__PROBLEM DESCRIPTION__. Please rewrite the paragraph in the fluid analysis text below that begins "16. A fluid analysis arrangement" as a shorter list that keeps its main facts.

__DOCUMENT TEXT__.
16. A fluid analysis arrangement, comprising: a particle quantifying device having a sensor unit with a sensing stick to be arranged in a fluid to sense for particles in the fluid, and an evaluation unit; a holder having a plurality of seats each configured to receive a container in which a sample fluid is arranged; a robot; a washing station; and a control unit connected to the particle quantifying device and the robot, wherein the sensor unit is mounted to the robot, and the control unit is configured to control the robot to arrange the sensing stick in one of the sample fluids of each container received in the seats of the holder after another, activate the particle quantifying device to sense for particles in the sample fluids, and control the robot to arrange the sensing stick in the washing station after each sensing for particles in one of the sample fluids and before arranging the sensing stick in a next one of the sample fluids.

__SUPPLIED INFORMATION__.
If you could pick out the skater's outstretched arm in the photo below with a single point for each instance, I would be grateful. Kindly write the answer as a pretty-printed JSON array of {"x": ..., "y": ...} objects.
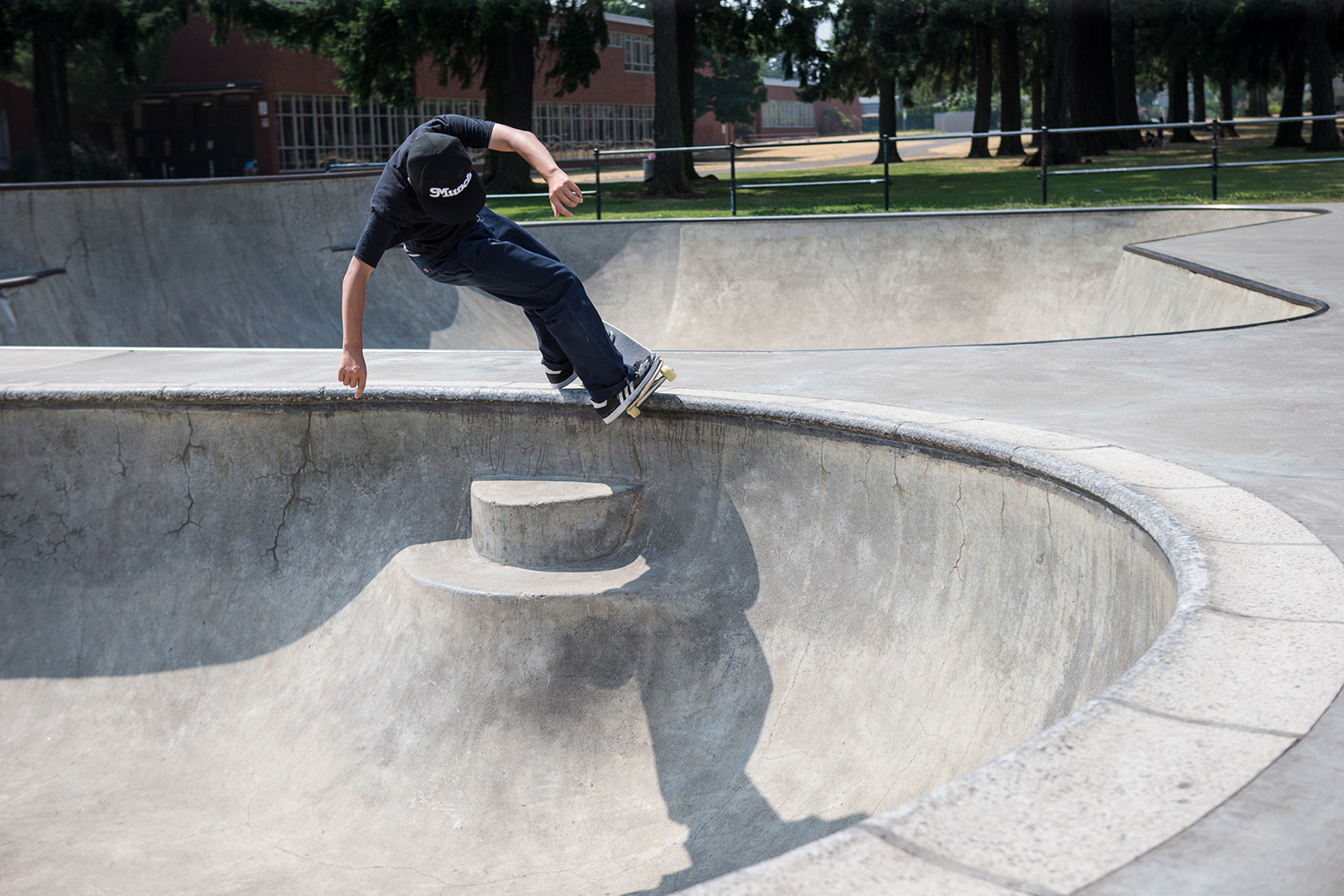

__RESULT OF THIS TASK__.
Claim 16, a fluid analysis arrangement, comprises:
- A particle quantifying device with an evaluation unit and a sensor unit whose sensing stick senses particles in a fluid
- A holder with several seats, each taking a container of sample fluid
- A robot, to which the sensor unit is mounted
- A washing station
- A control unit connected to the particle quantifying device and the robot, which:
  - has the robot place the sensing stick in each container's sample fluid in turn
  - activates the particle quantifying device to sense particles in the sample fluids
  - has the robot place the sensing stick in the washing station after each sensing and before the next sample fluid